#### Requisitos del problema:
Cita el listado siguiente completo, línea por línea y sin alterar ningún carácter.

#### Listado de registros:
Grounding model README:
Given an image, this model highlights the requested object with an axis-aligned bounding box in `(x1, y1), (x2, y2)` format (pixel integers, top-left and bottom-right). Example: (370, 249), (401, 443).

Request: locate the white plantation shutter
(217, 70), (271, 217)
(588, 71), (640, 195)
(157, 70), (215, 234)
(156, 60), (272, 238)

#### Respuesta completa:
Grounding model README:
Given an image, this model highlights the requested object with an axis-aligned bounding box in `(x1, y1), (x2, y2)` format (pixel integers, top-left and bottom-right). Example: (370, 249), (401, 443).

Request: locate the white plantation shutter
(217, 70), (271, 217)
(588, 71), (640, 195)
(157, 70), (215, 234)
(156, 60), (272, 238)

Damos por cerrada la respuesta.